PASSAGE
As part of the Young Scientists Summer Programme (YSSP) of the International Institute for Applied Systems Analysis (IIASA) in Laxenburg near Vienna, scientists studied the water stress caused by worldwide cultivation of biomass and what solutions are available.
“Irrigation without sustainable water management for the future cultivation of biomass could - in combination with population growth - double global water stress by the end of the century,” says Fabian Stenzel of the Potsdam Institute for Climate Impact Research (PIK), commenting on the study which appeared in “Nature Communications”, March 2021.
Sylvia Tramberend of IIASA explains what sustainable water management involves. Policy makers must attach a price to water use and ensure distribution of water resources. On farms, intelligent irrigation technologies must increase production per unit of water, thereby reducing water withdrawals from rivers and lakes. Construction of rainwater cisterns and mulching fields to reduce evaporation from the soil surface are other options, as well as ensuring unrestricted water outflow in healthy ecosystems in and along rivers. Transnational rivers in particular require supraregional agreements for equitable water use. In addition, individual water users, such as industry, agriculture and the population, must have equitable access to the resource “water”, Tramberend explains.

DATASET RECORDS
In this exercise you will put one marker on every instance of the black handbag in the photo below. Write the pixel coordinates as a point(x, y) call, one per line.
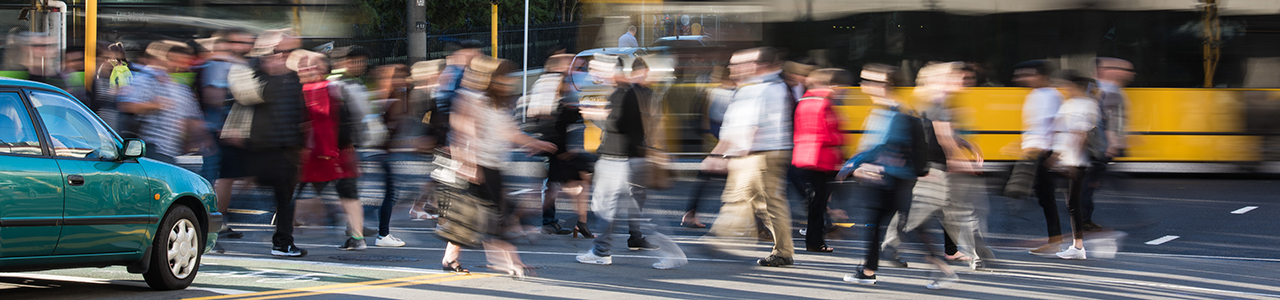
point(128, 125)
point(1022, 180)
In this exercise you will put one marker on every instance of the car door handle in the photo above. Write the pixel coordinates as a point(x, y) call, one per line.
point(76, 180)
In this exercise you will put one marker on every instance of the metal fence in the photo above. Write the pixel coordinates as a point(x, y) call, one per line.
point(511, 44)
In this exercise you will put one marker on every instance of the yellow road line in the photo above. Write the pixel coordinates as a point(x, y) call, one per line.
point(327, 287)
point(375, 286)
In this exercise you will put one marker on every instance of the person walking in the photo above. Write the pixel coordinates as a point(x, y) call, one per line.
point(1077, 119)
point(165, 110)
point(1114, 75)
point(1038, 113)
point(621, 171)
point(392, 95)
point(629, 40)
point(755, 148)
point(549, 113)
point(947, 192)
point(425, 77)
point(890, 160)
point(224, 163)
point(330, 154)
point(275, 136)
point(483, 131)
point(817, 148)
point(717, 99)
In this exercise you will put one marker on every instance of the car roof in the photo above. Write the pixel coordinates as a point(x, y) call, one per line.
point(682, 37)
point(14, 82)
point(629, 51)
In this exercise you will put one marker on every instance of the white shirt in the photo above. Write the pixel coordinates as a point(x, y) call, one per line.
point(627, 40)
point(759, 118)
point(1038, 113)
point(1075, 118)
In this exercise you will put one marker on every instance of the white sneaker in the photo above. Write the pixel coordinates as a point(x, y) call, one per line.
point(389, 241)
point(942, 281)
point(670, 263)
point(590, 258)
point(1072, 253)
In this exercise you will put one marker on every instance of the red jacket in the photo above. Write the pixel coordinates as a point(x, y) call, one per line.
point(325, 160)
point(817, 133)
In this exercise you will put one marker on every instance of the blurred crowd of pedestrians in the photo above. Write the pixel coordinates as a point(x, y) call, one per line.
point(263, 110)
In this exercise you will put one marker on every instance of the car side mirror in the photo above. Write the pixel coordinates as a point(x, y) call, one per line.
point(135, 148)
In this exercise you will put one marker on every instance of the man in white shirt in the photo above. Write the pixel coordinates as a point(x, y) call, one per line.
point(755, 145)
point(1038, 113)
point(1114, 75)
point(629, 40)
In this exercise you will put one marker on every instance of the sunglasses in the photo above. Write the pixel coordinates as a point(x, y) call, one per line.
point(1125, 69)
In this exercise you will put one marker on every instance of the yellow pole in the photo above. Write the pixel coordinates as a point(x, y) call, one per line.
point(90, 42)
point(494, 30)
point(1212, 36)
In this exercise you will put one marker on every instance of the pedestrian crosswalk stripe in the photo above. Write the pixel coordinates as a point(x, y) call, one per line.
point(1246, 209)
point(1162, 240)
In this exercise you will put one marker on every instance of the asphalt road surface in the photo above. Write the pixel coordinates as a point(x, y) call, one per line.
point(1180, 237)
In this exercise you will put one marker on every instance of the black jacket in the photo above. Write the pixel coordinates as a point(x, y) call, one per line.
point(624, 128)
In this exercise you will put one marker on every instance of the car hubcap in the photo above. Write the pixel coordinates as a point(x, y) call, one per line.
point(183, 240)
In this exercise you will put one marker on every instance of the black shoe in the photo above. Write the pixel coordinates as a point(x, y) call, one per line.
point(859, 277)
point(554, 228)
point(353, 245)
point(641, 244)
point(764, 236)
point(775, 260)
point(894, 263)
point(229, 233)
point(580, 228)
point(289, 250)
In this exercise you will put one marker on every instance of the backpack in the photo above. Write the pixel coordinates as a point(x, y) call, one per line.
point(922, 136)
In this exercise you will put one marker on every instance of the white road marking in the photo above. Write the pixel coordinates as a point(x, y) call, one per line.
point(521, 191)
point(1246, 209)
point(247, 212)
point(1162, 240)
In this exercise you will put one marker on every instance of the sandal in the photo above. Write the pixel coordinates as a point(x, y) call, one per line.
point(420, 216)
point(455, 267)
point(959, 257)
point(690, 221)
point(822, 249)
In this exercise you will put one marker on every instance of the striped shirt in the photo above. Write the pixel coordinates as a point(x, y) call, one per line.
point(165, 128)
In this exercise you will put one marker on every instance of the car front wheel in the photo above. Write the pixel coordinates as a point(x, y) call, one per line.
point(176, 251)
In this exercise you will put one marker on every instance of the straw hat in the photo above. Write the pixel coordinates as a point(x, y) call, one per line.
point(479, 73)
point(424, 69)
point(798, 68)
point(160, 49)
point(297, 55)
point(268, 40)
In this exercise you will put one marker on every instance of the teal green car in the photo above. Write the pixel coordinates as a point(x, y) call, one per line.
point(73, 194)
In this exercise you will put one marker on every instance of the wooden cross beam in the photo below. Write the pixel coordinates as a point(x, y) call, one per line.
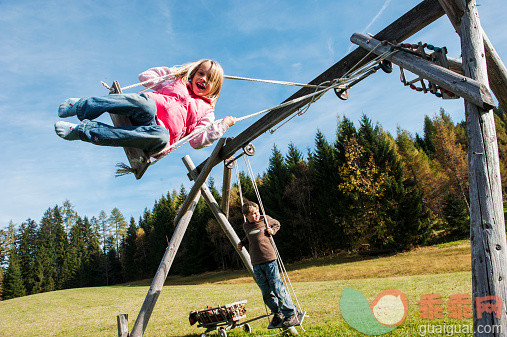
point(497, 72)
point(407, 25)
point(461, 85)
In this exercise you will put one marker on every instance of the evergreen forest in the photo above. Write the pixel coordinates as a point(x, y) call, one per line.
point(363, 191)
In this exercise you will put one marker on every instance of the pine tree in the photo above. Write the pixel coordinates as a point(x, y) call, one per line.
point(118, 225)
point(501, 135)
point(456, 216)
point(13, 281)
point(299, 223)
point(451, 155)
point(52, 249)
point(324, 163)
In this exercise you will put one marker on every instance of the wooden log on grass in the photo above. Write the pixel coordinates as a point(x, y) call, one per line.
point(226, 188)
point(221, 218)
point(163, 269)
point(497, 72)
point(407, 25)
point(463, 86)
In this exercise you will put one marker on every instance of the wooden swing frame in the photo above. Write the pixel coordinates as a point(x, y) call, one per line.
point(489, 259)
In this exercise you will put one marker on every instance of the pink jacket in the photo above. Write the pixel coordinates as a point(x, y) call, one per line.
point(181, 111)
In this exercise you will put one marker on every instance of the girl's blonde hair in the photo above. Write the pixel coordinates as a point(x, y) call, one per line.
point(216, 79)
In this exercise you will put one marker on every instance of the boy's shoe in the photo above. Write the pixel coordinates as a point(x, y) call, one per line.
point(66, 109)
point(277, 319)
point(290, 321)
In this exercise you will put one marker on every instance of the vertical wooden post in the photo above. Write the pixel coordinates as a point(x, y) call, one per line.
point(163, 270)
point(497, 73)
point(226, 188)
point(221, 218)
point(123, 325)
point(487, 225)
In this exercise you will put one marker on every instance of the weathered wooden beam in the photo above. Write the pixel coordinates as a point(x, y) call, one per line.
point(221, 218)
point(138, 159)
point(163, 269)
point(200, 180)
point(487, 224)
point(465, 87)
point(497, 72)
point(407, 25)
point(226, 188)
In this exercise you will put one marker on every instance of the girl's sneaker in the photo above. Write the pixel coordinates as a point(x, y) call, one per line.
point(66, 109)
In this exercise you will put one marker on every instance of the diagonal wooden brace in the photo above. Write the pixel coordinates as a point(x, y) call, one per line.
point(138, 159)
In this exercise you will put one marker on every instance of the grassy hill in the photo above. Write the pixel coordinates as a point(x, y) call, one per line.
point(443, 269)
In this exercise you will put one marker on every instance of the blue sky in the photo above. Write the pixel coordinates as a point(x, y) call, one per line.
point(52, 50)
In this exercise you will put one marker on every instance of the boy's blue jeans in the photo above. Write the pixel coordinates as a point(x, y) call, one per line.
point(144, 134)
point(273, 291)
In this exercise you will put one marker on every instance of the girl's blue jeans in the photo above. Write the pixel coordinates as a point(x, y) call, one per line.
point(273, 291)
point(144, 133)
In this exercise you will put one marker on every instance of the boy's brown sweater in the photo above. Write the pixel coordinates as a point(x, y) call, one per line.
point(259, 245)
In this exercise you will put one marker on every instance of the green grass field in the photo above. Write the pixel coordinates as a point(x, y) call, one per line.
point(318, 283)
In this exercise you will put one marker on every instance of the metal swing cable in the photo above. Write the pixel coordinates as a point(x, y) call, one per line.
point(355, 72)
point(279, 259)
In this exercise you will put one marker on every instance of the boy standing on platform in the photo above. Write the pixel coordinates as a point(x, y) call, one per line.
point(264, 260)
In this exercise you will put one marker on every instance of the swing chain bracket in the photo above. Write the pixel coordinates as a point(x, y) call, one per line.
point(248, 149)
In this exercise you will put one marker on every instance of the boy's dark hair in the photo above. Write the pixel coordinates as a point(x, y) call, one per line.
point(247, 207)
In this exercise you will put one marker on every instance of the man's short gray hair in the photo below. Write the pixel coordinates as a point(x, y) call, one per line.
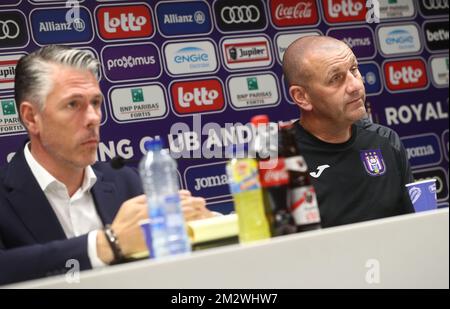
point(33, 71)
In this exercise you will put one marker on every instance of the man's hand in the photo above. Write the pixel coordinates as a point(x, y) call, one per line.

REQUIREMENT
Retype the passage on biomass and water stress, beginning at the words "As part of the" and stopping after the words "solutions are available.". Rely only on the passage on biomass and water stress, not on the items.

RESULT FOR THIS EXERCISE
As part of the Young Scientists Summer Programme (YSSP) of the International Institute for Applied Systems Analysis (IIASA) in Laxenburg near Vienna, scientists studied the water stress caused by worldwide cultivation of biomass and what solutions are available.